__TESTO FORNITO__
══════════

Dottor Riccardo Coco
Dottor Riccardo Coco
Psicologo – Psicoterapeuta

Donald Winnicott (1896-1971), noto pediatra e psicoanalista britannico, usa questa celebre espressione per esprimere l’importanza determinante per tutto il successivo sviluppo che questo fatto ha: “Il bambino trova se stesso negli occhi della madre”. Potremmo aggiungere, “trova se stesso … o non si trova affatto”.

In questo articolo cercherò di spiegare perché lo sguardo che nostra madre (e anche gli altri che si prendono cura di noi) ha mentre si prende cura di noi è così fondamentale. Lo sviluppo psico-affettivo, in particolare la capacità di regolare le nostre emozioni (auto-consolarci quando siamo tristi e atterriti, contenere la nostra ansia quando qualcosa ci angoscia, tenere a freno al nostra aggressività, non scappare dalle cose che ci spaventano quando non sarebbe saggio farlo, gestire le nostre pulsioni, controllare le nostre emozioni o saperle esprimere per comunicare i nostri stati d’animo, etc.) dipende interamente dal tipo di relazione che abbiamo avuto nei primi 2 anni di vita circa con chi si prendeva cura di noi e che solitamente è nostra madre. Se nostra madre in quel periodo della sua vita era depressa (per esempio se ha sofferto di una depressione post-partum non riconosciuta), infelice, preoccupata ed angosciata da altri eventi (malattia di un genitore, conflitti coniugali, etc.) o non aiutata dagli altri membri della famiglia nel difficile compito di accudire un figlio piccolo; potrebbe non essere stata in grado di darci un accudimento ottimale, tale da infonderci – anche attraverso il suo sguardo e tutto il suo non verbale – un senso di essere meritevoli di amore. I primi 2 anni di vita sono determinanti nello sviluppo delle strutture cerebrali dell’ emisfero destro del cervello e sappiamo ormai da una mole enorme di studi portati avanti da diversi ambiti scientifici (neuroscienze, psicologia, neurofisiologia, etologia, etc.) come le strutture cerebrali nel loro formarsi siano influenzate dal tipo di relazioni di accudimento nell’infanzia: tanto per dirne una molto esemplificativa: l’amigdala ed il sistema limbico (queste sono strutture cerebrali situate nell’emisfero destro del cervello con il compito, tra gli altri compiti che hanno, di regolare le emozioni) in persone maltrattare ripetutamente nell’infanzia sono solitamente più piccoli: il che vuol dire che l’ambiente relazionale ha influenzato proprio la stessa crescita di queste strutture cerebrali. Il che, a sua volta, si riverbera in un funzionamento a livello comportamentale e relazionale più “difficoltoso” per la persona.

══════════

__DATI ESTRATTI__
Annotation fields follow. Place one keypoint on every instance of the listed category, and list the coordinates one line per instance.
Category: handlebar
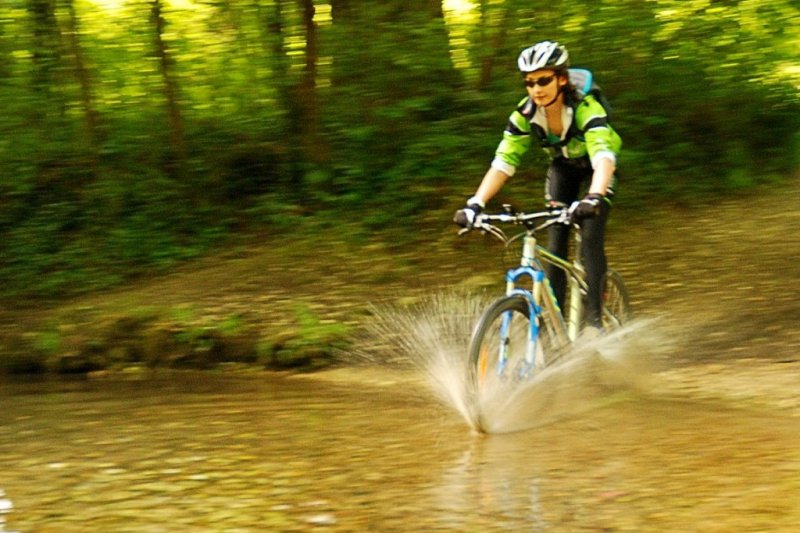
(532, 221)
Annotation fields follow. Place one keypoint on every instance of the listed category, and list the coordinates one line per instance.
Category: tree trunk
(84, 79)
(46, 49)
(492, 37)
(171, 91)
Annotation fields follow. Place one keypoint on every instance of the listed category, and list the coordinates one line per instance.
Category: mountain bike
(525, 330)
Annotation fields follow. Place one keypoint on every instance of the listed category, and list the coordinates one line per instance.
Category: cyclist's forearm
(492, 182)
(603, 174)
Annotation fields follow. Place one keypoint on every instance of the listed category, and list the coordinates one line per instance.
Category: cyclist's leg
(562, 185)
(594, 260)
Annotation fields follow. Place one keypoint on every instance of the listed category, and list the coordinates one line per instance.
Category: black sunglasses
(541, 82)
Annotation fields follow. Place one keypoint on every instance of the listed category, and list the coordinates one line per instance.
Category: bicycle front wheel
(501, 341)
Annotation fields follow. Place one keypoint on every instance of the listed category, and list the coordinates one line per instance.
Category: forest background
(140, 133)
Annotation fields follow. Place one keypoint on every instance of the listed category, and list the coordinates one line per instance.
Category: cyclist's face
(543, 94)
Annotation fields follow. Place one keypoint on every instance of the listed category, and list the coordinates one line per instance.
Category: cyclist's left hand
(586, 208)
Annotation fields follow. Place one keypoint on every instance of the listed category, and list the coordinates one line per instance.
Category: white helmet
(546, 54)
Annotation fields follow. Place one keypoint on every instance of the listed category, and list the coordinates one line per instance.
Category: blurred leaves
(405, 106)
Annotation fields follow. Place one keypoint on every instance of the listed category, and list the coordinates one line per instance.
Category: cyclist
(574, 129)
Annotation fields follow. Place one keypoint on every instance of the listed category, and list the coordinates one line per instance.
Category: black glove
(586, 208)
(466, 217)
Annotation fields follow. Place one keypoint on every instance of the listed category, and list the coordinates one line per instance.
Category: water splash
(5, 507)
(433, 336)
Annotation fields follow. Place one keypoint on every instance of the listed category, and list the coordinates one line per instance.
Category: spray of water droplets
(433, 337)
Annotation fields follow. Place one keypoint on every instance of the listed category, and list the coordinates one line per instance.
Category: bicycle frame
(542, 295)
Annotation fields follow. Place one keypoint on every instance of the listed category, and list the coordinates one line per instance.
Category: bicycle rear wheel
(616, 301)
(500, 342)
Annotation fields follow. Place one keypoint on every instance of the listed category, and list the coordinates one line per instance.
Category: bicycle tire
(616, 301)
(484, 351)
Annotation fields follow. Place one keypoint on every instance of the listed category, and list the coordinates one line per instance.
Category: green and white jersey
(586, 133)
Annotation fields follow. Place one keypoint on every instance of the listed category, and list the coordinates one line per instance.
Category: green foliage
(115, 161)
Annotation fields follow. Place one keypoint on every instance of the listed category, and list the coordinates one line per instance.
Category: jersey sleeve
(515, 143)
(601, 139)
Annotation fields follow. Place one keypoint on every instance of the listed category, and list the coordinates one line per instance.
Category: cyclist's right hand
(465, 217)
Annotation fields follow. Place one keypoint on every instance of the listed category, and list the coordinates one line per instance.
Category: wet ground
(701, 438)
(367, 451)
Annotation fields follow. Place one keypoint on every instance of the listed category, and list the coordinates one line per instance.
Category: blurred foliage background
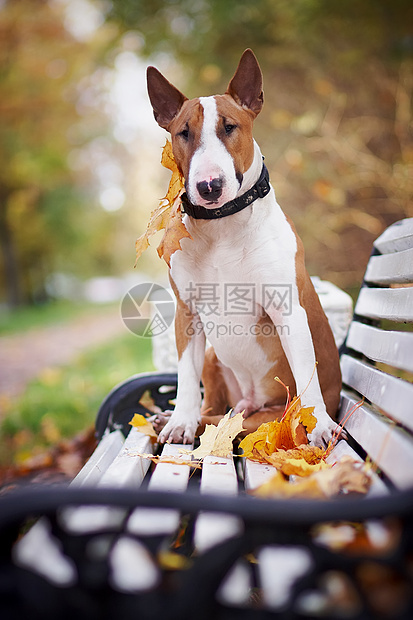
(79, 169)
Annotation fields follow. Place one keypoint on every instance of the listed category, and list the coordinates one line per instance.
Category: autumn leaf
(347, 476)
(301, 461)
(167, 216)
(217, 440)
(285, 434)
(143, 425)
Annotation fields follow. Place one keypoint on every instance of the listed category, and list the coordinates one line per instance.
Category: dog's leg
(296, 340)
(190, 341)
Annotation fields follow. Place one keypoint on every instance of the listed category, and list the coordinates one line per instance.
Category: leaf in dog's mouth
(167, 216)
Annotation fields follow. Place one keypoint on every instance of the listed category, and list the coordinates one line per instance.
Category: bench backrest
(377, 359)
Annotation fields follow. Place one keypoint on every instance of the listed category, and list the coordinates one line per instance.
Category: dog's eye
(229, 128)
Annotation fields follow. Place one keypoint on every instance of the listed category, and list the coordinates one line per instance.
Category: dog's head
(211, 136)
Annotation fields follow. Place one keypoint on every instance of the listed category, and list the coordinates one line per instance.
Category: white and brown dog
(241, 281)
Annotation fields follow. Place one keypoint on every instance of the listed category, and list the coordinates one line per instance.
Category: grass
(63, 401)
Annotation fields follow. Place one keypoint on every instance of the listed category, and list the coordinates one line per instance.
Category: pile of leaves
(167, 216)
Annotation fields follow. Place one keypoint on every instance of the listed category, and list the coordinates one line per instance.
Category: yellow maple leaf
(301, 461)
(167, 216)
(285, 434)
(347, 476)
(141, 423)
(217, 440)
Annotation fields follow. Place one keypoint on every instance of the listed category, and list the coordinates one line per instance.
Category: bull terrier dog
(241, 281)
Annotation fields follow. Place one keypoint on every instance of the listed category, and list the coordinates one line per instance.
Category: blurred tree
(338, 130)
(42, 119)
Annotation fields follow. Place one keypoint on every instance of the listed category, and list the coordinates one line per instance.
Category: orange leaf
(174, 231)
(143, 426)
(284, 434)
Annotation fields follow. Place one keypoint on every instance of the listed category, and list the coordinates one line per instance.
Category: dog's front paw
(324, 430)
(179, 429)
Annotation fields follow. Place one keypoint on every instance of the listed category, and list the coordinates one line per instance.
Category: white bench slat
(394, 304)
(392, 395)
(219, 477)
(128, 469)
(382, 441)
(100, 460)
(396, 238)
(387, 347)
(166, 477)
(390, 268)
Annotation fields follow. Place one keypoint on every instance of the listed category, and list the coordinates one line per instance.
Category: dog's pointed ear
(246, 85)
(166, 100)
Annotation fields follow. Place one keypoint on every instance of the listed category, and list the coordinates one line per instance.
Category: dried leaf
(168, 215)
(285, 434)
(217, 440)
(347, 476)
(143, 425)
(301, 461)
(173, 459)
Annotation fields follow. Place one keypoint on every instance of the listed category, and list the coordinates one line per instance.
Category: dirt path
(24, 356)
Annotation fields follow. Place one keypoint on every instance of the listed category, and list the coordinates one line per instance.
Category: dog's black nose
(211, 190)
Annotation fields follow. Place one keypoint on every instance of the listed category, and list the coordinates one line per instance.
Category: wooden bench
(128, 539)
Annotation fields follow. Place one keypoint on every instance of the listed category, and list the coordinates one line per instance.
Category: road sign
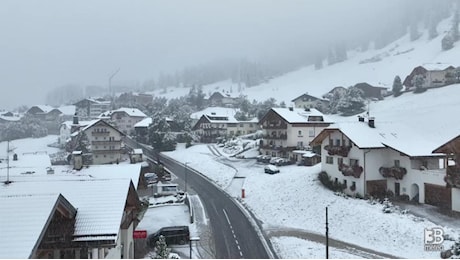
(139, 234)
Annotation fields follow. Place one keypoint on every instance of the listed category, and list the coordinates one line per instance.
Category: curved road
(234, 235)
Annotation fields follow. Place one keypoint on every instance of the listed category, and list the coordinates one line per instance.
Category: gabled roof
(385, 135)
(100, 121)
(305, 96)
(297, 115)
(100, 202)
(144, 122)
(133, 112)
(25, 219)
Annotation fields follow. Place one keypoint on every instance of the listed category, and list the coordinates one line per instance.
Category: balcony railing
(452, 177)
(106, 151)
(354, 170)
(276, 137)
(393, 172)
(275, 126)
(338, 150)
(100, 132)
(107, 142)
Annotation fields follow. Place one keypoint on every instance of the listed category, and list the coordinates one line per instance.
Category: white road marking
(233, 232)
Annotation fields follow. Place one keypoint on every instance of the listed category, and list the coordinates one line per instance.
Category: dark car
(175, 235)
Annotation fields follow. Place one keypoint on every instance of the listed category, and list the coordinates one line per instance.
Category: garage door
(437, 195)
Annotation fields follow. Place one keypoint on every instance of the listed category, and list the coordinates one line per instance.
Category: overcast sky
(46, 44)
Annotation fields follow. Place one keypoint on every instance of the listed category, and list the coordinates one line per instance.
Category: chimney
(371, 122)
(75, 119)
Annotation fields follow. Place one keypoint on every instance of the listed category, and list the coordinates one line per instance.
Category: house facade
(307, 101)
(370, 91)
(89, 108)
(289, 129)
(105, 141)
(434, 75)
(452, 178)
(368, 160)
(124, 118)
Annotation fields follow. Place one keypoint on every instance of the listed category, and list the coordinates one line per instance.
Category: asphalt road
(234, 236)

══════════

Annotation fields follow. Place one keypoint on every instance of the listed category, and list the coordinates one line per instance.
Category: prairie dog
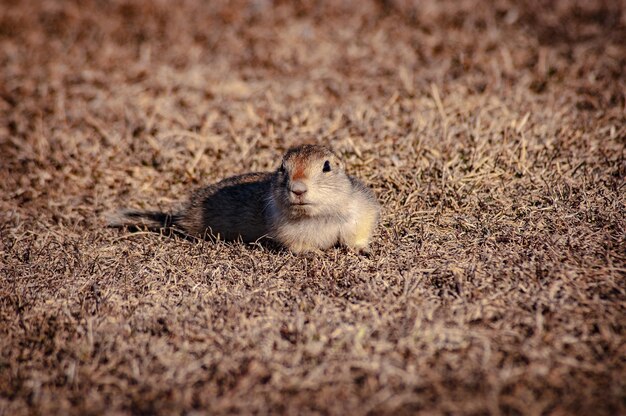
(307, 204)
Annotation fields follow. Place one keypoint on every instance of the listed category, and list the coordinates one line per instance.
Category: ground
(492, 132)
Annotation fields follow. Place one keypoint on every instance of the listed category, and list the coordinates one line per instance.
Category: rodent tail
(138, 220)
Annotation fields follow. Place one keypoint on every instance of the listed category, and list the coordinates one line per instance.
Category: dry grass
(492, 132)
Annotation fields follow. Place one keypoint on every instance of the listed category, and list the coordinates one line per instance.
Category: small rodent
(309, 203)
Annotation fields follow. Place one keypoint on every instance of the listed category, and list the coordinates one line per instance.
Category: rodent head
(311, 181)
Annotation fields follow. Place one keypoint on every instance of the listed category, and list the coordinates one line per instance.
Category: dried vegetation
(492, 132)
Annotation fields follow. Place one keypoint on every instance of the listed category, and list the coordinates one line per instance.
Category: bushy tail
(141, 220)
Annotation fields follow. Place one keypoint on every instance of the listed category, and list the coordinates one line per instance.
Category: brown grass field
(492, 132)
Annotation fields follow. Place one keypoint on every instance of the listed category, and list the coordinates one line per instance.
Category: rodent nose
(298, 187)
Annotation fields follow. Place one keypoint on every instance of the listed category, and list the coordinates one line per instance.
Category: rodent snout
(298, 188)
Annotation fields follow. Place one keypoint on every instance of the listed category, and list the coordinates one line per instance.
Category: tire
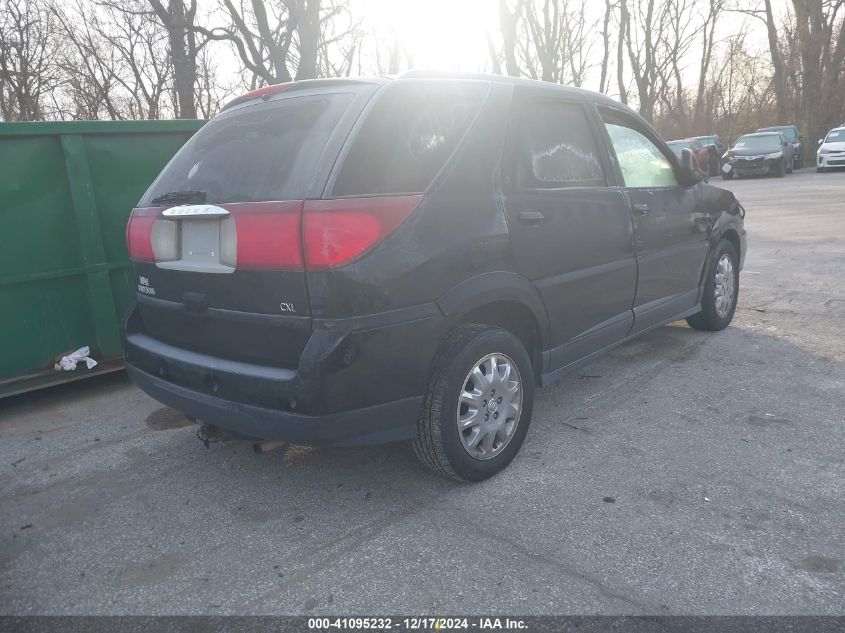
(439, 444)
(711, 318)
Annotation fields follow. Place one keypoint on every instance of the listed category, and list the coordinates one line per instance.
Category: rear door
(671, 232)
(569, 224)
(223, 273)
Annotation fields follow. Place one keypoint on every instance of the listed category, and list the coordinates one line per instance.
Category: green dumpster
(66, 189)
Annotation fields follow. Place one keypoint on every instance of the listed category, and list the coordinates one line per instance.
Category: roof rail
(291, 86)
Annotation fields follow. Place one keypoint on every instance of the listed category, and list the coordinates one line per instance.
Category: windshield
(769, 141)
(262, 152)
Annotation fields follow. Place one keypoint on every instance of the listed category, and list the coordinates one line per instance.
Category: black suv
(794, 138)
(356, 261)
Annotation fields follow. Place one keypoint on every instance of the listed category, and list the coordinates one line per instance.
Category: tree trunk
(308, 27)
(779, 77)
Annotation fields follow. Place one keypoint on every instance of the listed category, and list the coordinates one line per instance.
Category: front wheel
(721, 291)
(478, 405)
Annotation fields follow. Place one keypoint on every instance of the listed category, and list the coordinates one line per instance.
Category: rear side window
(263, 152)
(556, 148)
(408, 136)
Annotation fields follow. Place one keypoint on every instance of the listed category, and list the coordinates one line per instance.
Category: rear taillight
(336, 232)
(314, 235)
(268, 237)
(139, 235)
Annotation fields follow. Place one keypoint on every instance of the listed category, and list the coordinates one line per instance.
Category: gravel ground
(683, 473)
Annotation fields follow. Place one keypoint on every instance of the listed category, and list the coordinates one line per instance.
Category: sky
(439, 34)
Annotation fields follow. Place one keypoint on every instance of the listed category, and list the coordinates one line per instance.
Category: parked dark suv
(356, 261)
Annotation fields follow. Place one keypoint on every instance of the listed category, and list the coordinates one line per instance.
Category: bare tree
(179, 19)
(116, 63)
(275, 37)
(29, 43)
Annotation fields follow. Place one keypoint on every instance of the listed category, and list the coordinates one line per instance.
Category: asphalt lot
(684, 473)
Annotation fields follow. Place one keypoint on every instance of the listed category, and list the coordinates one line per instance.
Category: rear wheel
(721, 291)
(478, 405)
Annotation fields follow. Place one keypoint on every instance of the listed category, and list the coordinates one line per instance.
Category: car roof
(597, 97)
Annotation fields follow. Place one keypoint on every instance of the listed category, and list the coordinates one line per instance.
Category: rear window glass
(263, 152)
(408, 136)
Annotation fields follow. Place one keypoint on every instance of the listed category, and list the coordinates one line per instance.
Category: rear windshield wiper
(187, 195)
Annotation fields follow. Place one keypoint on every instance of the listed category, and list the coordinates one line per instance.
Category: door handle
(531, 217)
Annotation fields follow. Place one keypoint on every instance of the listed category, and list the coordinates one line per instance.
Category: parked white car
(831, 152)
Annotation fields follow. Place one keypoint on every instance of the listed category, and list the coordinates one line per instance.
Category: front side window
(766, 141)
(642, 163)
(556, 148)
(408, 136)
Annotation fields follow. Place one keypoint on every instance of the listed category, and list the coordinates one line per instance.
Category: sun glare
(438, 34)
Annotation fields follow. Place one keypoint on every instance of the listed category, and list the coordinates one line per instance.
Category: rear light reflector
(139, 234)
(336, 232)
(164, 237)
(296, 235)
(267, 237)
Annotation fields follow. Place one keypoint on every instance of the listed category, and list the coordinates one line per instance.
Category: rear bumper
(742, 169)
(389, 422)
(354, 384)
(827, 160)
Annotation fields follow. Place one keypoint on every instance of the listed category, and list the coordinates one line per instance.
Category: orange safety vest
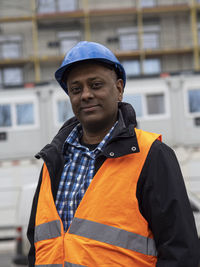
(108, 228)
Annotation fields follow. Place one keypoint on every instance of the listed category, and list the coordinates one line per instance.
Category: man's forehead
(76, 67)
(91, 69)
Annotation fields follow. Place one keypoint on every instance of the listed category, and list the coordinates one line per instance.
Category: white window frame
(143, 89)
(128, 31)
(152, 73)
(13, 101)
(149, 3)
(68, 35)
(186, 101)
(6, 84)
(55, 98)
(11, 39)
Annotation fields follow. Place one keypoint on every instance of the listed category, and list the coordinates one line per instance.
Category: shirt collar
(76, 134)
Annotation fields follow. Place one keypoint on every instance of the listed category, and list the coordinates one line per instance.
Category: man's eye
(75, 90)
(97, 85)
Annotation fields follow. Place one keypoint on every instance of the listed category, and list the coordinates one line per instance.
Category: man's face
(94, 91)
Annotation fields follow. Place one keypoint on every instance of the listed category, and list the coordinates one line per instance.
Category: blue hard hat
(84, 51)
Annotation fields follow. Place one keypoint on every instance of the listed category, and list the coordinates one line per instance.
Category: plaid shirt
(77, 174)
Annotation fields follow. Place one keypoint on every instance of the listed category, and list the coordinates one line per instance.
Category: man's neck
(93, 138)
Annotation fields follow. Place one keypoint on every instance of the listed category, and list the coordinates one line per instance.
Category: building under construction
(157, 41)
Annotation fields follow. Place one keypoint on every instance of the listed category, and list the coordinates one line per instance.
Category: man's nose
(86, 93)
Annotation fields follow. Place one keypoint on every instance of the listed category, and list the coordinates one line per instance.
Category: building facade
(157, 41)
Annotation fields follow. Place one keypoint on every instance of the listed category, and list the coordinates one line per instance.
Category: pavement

══════════

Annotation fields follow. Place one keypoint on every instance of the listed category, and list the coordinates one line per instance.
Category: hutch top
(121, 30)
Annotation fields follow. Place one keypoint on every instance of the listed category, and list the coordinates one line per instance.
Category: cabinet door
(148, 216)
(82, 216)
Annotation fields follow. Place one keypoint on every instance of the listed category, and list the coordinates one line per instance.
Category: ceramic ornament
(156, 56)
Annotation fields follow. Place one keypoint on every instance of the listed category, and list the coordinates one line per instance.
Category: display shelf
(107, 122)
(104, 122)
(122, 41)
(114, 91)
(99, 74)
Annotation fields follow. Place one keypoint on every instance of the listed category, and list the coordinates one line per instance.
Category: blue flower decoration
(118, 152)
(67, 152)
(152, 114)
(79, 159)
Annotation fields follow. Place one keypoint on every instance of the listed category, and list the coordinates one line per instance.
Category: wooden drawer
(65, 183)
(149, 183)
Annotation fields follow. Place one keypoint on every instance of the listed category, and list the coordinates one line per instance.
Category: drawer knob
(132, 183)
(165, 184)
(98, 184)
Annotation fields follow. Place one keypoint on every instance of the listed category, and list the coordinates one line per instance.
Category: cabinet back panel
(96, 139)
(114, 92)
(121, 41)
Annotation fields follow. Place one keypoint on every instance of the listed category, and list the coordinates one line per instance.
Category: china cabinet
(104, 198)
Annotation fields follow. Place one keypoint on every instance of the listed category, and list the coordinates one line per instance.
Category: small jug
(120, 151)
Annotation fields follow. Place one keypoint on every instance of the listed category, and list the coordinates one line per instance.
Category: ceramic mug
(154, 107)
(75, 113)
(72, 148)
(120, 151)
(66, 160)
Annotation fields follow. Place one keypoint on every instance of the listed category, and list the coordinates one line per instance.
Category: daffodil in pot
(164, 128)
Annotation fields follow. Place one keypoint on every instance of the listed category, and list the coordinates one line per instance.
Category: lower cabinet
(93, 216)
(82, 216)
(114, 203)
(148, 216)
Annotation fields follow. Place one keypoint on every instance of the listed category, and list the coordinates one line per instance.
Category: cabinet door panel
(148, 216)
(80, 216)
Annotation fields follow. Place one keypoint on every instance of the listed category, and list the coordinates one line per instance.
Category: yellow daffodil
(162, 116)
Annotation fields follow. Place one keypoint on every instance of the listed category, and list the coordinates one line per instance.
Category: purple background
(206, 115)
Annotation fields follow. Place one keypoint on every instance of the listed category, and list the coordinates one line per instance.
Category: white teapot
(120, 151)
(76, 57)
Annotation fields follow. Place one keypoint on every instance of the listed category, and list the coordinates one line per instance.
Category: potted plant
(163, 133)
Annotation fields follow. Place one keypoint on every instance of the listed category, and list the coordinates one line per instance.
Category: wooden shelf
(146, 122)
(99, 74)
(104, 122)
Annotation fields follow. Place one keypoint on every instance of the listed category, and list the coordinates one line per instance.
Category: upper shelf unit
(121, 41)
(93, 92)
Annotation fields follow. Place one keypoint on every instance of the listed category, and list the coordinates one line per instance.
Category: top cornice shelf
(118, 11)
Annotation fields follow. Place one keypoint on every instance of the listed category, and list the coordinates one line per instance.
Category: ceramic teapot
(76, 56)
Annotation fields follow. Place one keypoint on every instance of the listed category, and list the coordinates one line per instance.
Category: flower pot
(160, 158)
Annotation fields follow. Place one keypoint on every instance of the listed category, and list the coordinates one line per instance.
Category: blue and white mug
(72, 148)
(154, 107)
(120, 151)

══════════

__CONSEGNA__
Puoi proseguire il testo sullo sguardo materno e sullo sviluppo emotivo del bambino, riprendendo subito dopo la sua ultima frase?

__RISPOSTA__
Dunque mente-corpo-cervello-psiche sono incredibilmente interconnesse; sono ovvero una cosa sola. Le madri o gli adulti in genere che si occupano dei piccoli nei primi anni di vita andrebbero pertanto aiutati, sostenuti, non lasciati soli (e dovrebbero farsi aiutare se si rendono conto di essere depressi o “esauriti”), perché i livelli di stress o la possibilità di non essere sereni in quella fase della vita avrà ripercussioni sullo sviluppo della personalità del bambino per tutto il resto della sua vita; sempre che non intervengano sul suo cammino esperienze relazionali che possano almeno in parte risanare quei primi deficit di sviluppo emotivo.